* **REQUIRED TASK**
Report every line from the items below that contains the word "chevron", copying each such line in full. Case matters.

* **PROVIDED MATERIAL**
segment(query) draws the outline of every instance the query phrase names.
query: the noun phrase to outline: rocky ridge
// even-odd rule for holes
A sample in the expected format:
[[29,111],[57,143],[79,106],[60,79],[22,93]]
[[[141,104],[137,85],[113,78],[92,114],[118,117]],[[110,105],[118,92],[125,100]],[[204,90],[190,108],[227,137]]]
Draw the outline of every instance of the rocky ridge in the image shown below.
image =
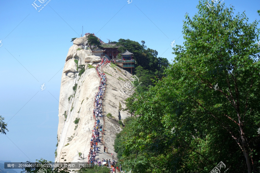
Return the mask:
[[[62,162],[65,160],[70,162],[88,161],[92,134],[91,129],[94,123],[92,112],[94,98],[98,91],[100,81],[95,68],[93,67],[102,59],[99,57],[92,55],[89,50],[80,49],[80,43],[86,40],[86,38],[84,36],[75,39],[66,59],[61,84],[57,135],[58,145],[55,162]],[[78,61],[78,66],[85,65],[85,71],[80,76],[79,76],[75,60]],[[115,117],[105,118],[104,141],[109,153],[114,153],[116,159],[116,153],[114,151],[114,141],[116,133],[122,130],[118,120],[119,119],[123,120],[130,116],[127,111],[122,110],[119,113],[119,102],[123,109],[125,108],[124,100],[128,97],[122,94],[120,90],[132,75],[119,67],[112,66],[110,63],[103,68],[103,70],[107,74],[107,80],[104,100],[104,114],[110,113]],[[75,84],[77,86],[74,91],[73,87]],[[77,125],[74,123],[76,118],[80,119]],[[81,153],[81,157],[80,157]],[[108,153],[99,154],[98,157],[100,158],[112,158],[112,155]],[[64,157],[65,155],[66,155]]]

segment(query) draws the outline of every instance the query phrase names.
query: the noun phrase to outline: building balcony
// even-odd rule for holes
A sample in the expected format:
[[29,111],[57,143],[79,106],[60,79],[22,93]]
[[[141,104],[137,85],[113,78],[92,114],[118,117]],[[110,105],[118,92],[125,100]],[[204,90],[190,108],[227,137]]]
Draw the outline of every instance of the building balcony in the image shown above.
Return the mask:
[[123,67],[135,67],[135,65],[123,65]]
[[116,63],[134,63],[135,62],[134,60],[116,60]]

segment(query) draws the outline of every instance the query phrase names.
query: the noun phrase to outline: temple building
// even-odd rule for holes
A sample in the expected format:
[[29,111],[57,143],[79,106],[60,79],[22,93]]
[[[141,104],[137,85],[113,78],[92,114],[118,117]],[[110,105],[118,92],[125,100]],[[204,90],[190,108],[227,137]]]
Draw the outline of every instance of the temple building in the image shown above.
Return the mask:
[[103,43],[101,45],[102,48],[105,50],[105,54],[107,55],[111,59],[117,59],[120,52],[117,50],[119,47],[116,47],[115,43]]
[[122,68],[131,70],[131,74],[132,74],[135,68],[134,64],[135,62],[133,59],[133,54],[127,50],[124,52],[120,54],[122,56],[121,60],[116,60],[114,62]]

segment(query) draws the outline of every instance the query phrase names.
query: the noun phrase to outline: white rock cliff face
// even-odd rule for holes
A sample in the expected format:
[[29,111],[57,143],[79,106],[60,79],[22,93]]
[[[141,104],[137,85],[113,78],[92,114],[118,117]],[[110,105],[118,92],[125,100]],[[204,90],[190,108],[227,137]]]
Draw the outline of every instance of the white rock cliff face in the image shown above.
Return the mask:
[[[81,39],[77,39],[78,40],[75,41],[75,43],[73,42],[73,45],[69,50],[62,76],[59,106],[58,146],[55,162],[63,162],[65,160],[68,162],[88,161],[91,131],[94,124],[93,115],[94,97],[98,91],[100,78],[95,68],[89,69],[87,67],[87,64],[95,67],[101,59],[99,57],[91,56],[91,52],[89,50],[77,50],[81,48],[80,46],[77,44],[86,40],[85,38],[79,38]],[[77,71],[75,59],[78,60],[79,65],[86,65],[86,71],[80,77]],[[128,97],[125,94],[122,95],[119,92],[120,89],[132,75],[119,67],[112,67],[110,63],[104,67],[103,71],[111,75],[106,74],[107,85],[103,100],[105,112],[103,114],[110,113],[115,118],[111,119],[105,118],[105,135],[104,141],[106,146],[109,148],[109,153],[113,155],[114,153],[116,160],[116,153],[114,151],[114,142],[116,133],[122,130],[118,123],[119,118],[122,120],[130,115],[127,111],[122,110],[120,111],[119,116],[119,102],[123,109],[125,108],[125,100]],[[126,81],[119,79],[119,77]],[[75,84],[77,84],[77,86],[75,92],[73,87]],[[70,96],[72,96],[69,100]],[[64,114],[65,111],[67,116],[66,119]],[[75,128],[76,125],[74,121],[77,118],[80,119],[77,127]],[[68,140],[68,138],[72,139]],[[103,148],[100,149],[103,150]],[[100,151],[101,152],[99,152],[96,158],[112,158],[111,154],[104,153]],[[84,155],[84,159],[83,157],[81,158],[79,156],[79,153],[82,153],[82,156]],[[64,155],[66,155],[64,157]],[[63,157],[64,159],[61,159]]]

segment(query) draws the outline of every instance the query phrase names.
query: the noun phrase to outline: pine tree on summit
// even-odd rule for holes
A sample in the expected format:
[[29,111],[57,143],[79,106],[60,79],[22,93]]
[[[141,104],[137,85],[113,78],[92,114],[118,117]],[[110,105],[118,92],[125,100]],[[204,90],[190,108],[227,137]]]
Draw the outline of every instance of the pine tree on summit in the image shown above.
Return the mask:
[[88,35],[88,45],[90,46],[90,48],[92,51],[93,50],[94,48],[94,46],[93,48],[91,47],[92,45],[96,46],[97,47],[101,46],[100,41],[96,36],[92,34]]

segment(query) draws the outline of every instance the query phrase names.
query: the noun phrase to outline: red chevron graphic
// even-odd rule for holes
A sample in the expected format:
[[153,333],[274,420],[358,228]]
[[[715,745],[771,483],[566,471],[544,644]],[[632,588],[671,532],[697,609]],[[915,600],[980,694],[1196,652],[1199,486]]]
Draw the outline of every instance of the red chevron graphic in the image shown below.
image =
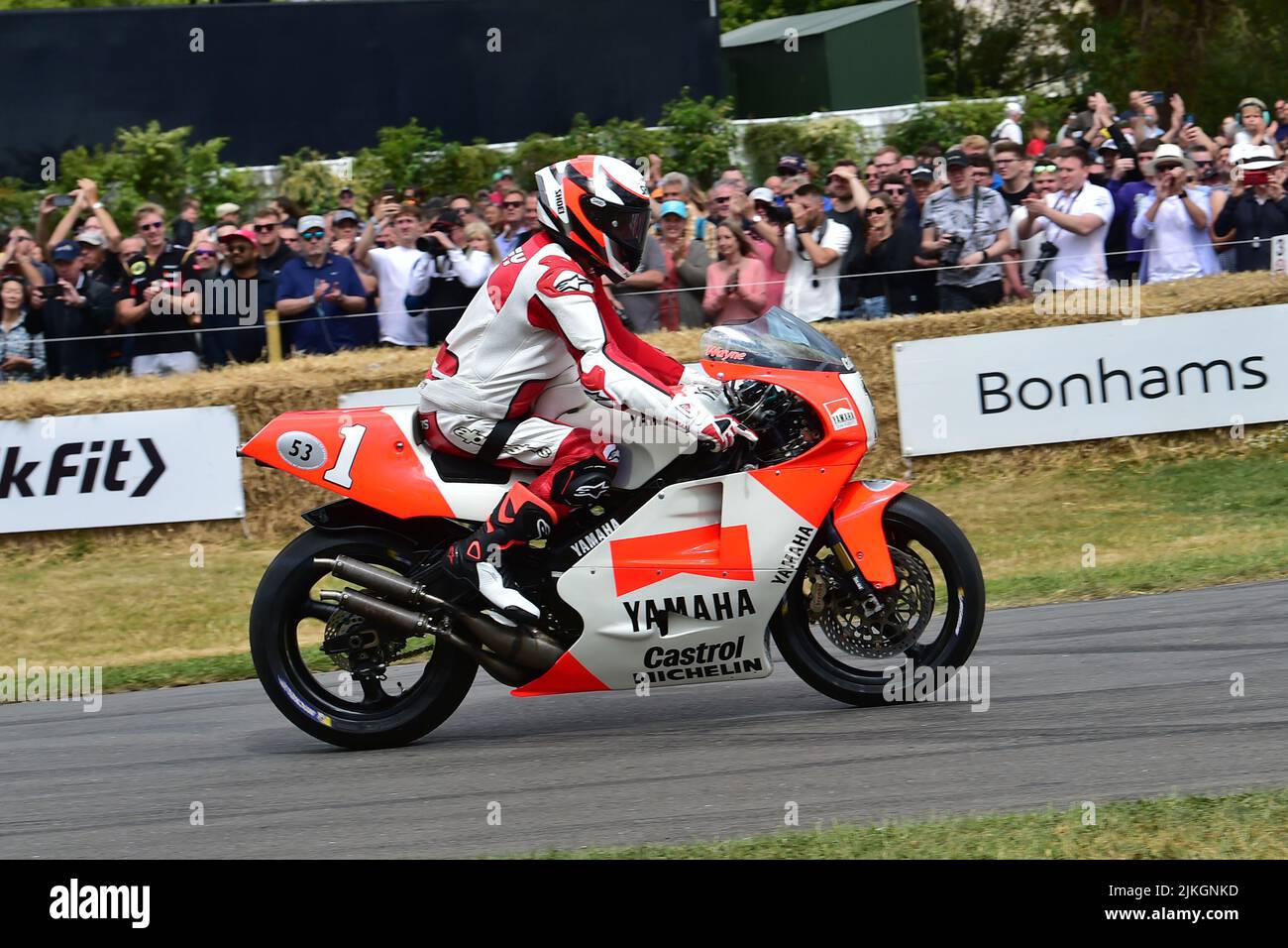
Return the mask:
[[618,596],[681,573],[720,579],[756,578],[746,525],[721,529],[720,524],[710,524],[690,530],[630,537],[609,540],[608,549],[613,557]]

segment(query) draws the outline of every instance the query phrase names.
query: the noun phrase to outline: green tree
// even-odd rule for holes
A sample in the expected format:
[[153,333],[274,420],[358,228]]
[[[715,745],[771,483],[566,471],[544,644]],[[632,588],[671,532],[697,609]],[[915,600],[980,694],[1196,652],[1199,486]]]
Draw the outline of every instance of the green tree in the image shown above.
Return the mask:
[[872,147],[863,126],[850,119],[810,119],[748,125],[742,138],[751,160],[751,174],[764,181],[774,173],[778,159],[790,152],[818,163],[820,174],[841,159],[858,161]]
[[155,201],[167,213],[175,213],[184,197],[198,199],[204,208],[254,201],[249,177],[219,159],[228,139],[191,142],[191,128],[162,129],[156,121],[118,129],[107,148],[81,146],[63,152],[58,179],[45,191],[67,192],[79,178],[93,178],[103,199],[121,209]]
[[729,164],[738,142],[732,115],[732,98],[705,95],[694,99],[688,86],[680,89],[676,98],[662,106],[663,166],[684,172],[701,187],[711,187],[715,175]]
[[278,193],[290,197],[310,214],[326,214],[335,205],[340,179],[319,164],[326,155],[314,148],[300,148],[281,160],[282,179]]

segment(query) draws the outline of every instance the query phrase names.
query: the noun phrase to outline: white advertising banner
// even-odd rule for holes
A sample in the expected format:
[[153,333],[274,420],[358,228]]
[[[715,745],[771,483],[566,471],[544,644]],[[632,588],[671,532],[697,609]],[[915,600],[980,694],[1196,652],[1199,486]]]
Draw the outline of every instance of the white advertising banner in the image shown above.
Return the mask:
[[0,422],[0,533],[246,512],[229,406]]
[[903,454],[1288,419],[1288,306],[900,342]]

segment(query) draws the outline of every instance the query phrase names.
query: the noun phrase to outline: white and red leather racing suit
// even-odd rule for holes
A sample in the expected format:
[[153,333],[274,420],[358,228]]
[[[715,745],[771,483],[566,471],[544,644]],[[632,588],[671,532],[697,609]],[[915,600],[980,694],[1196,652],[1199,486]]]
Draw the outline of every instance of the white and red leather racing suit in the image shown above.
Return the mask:
[[617,451],[587,428],[533,415],[537,399],[558,405],[554,415],[589,395],[683,427],[674,402],[681,373],[622,325],[599,277],[541,232],[501,262],[447,337],[420,383],[420,417],[435,450],[545,467],[528,488],[563,513],[598,499],[569,495],[578,489],[569,468],[591,458],[616,466]]

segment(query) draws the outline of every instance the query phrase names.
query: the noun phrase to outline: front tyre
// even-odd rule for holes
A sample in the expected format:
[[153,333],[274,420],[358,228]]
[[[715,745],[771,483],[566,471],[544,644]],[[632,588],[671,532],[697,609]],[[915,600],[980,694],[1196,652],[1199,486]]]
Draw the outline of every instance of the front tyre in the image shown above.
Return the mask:
[[[835,556],[815,542],[770,622],[787,664],[838,702],[889,704],[891,667],[961,668],[984,623],[984,577],[961,529],[943,512],[899,494],[882,517],[896,584],[866,615],[853,588],[827,582]],[[828,558],[832,564],[827,564]]]
[[[300,730],[337,747],[357,751],[399,747],[428,734],[465,699],[478,664],[450,645],[435,647],[410,687],[398,681],[390,693],[385,682],[357,677],[352,695],[336,694],[312,672],[301,653],[300,624],[326,623],[332,604],[318,600],[313,588],[327,577],[314,558],[352,556],[407,573],[413,565],[411,544],[376,529],[304,531],[269,565],[255,591],[250,611],[250,650],[264,691],[277,709]],[[415,645],[424,645],[413,641]],[[398,672],[413,671],[393,666]]]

* **RESULT**
query: the noun phrase to outline: red chevron graphic
Draw the outline of every instance of the red chevron graphic in the image shown below.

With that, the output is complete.